TASK BRIEF
Extract precisely the lines of the entries below, from the first line through the line containing "# place one dot on each instance of the concrete".

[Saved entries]
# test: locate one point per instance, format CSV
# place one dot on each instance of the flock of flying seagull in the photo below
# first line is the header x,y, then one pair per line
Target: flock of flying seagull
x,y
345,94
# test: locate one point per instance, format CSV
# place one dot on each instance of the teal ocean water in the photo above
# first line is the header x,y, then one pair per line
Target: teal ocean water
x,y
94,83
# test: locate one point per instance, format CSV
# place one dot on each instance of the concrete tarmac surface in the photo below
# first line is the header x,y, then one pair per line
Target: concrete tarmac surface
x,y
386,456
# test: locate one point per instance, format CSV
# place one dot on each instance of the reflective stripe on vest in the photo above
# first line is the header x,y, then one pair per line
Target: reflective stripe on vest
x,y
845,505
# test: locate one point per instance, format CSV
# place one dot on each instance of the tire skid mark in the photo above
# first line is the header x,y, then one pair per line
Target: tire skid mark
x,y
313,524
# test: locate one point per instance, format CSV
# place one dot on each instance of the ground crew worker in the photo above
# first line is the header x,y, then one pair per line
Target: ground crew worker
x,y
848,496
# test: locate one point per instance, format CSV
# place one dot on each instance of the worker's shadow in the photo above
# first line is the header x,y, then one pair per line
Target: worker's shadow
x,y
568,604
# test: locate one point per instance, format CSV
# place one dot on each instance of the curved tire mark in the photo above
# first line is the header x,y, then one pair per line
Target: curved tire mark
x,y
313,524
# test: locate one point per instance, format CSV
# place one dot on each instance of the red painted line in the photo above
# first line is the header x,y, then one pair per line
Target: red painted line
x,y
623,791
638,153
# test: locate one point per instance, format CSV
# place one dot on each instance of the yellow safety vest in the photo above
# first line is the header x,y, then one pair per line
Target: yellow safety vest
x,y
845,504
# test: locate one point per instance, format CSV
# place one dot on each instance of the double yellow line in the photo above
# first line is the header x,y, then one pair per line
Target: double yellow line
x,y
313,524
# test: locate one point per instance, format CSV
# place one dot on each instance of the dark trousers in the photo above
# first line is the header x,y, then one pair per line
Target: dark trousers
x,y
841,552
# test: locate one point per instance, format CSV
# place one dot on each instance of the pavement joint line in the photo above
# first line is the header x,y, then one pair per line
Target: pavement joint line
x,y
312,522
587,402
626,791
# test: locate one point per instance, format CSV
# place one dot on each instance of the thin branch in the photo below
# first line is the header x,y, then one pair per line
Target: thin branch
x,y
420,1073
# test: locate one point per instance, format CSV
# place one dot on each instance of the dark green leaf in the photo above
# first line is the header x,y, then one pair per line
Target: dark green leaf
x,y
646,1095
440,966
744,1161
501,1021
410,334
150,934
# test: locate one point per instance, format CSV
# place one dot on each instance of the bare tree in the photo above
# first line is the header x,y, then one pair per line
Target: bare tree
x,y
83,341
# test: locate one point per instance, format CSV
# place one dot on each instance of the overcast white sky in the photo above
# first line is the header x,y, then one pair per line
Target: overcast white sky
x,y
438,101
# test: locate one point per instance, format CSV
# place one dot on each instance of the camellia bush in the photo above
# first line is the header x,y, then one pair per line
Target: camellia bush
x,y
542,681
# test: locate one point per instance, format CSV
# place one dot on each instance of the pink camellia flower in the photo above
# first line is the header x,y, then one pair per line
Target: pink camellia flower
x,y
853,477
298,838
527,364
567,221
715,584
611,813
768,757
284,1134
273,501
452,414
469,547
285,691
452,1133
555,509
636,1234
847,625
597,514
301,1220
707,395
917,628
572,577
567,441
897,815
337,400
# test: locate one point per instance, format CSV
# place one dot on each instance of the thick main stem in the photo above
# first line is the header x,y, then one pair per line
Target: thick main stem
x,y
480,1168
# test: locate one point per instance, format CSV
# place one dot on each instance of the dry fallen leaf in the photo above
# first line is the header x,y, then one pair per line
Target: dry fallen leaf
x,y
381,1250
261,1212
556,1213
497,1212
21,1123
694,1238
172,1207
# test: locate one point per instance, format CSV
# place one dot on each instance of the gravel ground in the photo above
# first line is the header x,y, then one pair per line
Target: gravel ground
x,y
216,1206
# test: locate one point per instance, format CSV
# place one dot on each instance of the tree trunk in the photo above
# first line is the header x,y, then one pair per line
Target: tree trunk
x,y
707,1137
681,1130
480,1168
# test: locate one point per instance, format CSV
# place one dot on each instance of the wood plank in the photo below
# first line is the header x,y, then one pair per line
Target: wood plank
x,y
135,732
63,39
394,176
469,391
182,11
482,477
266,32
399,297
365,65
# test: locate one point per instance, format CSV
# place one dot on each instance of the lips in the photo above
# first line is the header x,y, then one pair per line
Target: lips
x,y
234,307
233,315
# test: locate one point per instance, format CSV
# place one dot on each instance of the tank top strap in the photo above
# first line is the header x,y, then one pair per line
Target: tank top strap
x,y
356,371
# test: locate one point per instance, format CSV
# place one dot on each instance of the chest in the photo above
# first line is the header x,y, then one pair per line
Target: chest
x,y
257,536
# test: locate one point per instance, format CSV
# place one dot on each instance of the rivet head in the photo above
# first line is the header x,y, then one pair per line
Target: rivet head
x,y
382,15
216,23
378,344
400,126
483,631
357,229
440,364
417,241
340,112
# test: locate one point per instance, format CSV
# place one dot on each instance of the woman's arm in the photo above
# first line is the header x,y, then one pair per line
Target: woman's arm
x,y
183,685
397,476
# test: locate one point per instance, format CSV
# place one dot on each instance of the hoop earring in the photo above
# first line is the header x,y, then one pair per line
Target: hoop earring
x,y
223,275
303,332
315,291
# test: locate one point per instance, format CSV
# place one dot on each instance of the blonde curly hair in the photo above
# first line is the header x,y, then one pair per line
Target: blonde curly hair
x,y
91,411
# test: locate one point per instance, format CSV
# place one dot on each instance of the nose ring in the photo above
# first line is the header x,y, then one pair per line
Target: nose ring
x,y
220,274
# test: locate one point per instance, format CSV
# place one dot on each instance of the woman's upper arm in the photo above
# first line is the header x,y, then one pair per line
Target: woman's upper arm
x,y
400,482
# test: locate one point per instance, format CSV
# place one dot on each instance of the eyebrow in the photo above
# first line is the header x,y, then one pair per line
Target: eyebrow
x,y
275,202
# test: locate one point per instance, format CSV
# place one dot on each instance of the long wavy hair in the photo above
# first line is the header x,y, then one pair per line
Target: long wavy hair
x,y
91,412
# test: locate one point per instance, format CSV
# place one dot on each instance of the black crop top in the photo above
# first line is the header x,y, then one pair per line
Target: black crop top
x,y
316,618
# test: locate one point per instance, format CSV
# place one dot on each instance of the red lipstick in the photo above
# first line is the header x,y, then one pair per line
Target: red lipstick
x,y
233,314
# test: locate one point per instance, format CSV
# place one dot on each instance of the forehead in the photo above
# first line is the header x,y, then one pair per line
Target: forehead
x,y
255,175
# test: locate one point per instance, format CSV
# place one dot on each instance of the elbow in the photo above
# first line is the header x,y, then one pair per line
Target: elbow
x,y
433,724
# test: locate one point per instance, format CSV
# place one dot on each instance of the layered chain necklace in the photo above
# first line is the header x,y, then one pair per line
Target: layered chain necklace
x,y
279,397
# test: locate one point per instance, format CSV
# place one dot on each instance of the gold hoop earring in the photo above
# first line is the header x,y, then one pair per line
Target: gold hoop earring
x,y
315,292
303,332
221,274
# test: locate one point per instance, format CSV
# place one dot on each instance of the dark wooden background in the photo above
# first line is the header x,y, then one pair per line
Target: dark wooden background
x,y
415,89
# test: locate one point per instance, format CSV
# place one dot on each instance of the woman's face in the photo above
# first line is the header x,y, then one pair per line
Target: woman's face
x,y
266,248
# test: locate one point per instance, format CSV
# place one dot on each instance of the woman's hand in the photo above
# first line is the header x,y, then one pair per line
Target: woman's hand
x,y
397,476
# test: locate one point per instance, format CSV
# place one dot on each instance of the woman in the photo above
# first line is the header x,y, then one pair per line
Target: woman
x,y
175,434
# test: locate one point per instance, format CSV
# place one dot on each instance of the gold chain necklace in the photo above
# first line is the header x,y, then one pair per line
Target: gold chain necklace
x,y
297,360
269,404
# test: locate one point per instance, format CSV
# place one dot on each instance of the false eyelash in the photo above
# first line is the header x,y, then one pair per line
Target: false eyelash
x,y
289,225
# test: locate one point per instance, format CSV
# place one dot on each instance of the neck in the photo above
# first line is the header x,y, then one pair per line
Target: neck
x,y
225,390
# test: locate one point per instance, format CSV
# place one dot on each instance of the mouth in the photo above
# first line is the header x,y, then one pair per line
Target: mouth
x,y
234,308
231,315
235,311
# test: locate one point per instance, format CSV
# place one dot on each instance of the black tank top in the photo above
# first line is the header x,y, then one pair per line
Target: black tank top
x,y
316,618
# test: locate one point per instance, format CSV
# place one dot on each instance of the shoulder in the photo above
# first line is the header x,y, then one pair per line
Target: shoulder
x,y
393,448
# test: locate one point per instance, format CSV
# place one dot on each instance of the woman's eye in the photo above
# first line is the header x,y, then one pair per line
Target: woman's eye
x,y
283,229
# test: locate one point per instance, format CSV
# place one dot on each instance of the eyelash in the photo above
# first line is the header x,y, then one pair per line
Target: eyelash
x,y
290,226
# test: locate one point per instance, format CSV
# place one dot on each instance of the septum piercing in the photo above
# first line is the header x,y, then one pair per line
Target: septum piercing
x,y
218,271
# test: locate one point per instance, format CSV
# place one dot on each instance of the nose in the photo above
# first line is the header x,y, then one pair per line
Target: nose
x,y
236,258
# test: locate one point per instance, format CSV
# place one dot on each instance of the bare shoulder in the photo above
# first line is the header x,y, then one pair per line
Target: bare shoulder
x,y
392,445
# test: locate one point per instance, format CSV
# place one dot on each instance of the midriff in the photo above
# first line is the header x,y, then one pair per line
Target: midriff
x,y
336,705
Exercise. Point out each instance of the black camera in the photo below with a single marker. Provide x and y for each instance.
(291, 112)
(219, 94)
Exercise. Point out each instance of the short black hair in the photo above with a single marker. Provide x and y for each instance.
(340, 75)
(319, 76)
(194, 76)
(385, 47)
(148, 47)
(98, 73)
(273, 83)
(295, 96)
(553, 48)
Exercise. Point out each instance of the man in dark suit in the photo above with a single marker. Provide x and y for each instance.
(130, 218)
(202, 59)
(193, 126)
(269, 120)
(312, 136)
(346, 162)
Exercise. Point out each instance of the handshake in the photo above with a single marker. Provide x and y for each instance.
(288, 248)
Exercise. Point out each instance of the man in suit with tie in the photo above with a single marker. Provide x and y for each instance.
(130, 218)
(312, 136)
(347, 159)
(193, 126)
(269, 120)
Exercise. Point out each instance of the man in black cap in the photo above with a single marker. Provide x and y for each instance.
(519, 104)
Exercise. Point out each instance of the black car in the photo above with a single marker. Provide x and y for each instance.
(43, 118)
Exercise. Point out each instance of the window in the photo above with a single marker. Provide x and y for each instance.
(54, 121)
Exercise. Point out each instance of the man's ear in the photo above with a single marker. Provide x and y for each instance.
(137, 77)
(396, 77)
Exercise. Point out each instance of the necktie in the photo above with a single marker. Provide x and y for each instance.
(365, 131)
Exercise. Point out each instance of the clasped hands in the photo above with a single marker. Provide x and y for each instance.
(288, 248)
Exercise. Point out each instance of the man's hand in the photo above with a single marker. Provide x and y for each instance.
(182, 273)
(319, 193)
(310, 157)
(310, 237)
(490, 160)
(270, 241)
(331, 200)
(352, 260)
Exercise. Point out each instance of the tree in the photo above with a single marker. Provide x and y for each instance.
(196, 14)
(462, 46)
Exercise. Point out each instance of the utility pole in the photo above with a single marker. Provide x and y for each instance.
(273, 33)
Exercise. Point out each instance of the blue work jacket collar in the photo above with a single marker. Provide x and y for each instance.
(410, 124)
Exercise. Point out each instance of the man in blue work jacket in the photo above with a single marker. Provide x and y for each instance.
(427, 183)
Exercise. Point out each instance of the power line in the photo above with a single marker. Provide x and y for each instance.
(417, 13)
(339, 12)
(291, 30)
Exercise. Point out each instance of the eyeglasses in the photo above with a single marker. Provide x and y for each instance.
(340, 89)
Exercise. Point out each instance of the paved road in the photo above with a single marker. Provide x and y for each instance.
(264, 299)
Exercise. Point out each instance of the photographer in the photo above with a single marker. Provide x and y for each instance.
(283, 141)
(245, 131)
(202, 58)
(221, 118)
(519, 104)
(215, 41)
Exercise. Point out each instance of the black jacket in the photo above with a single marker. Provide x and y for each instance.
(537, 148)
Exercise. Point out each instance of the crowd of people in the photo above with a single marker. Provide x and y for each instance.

RESPONSE
# test: locate one point per instance, format CSV
# place one dot on each instance of the flock of flying seagull in the photo below
# first line is the header x,y, then one pair per line
Target: flock of flying seagull
x,y
345,94
# test: locate one point per instance, format CSV
# place one dot on each instance of the teal ocean water in the photo above
# first line is the header x,y, then one pair per line
Target: teal ocean water
x,y
94,83
# test: locate one point per instance, format CSV
# place one dot on each instance of the concrete tarmac surface in the photo below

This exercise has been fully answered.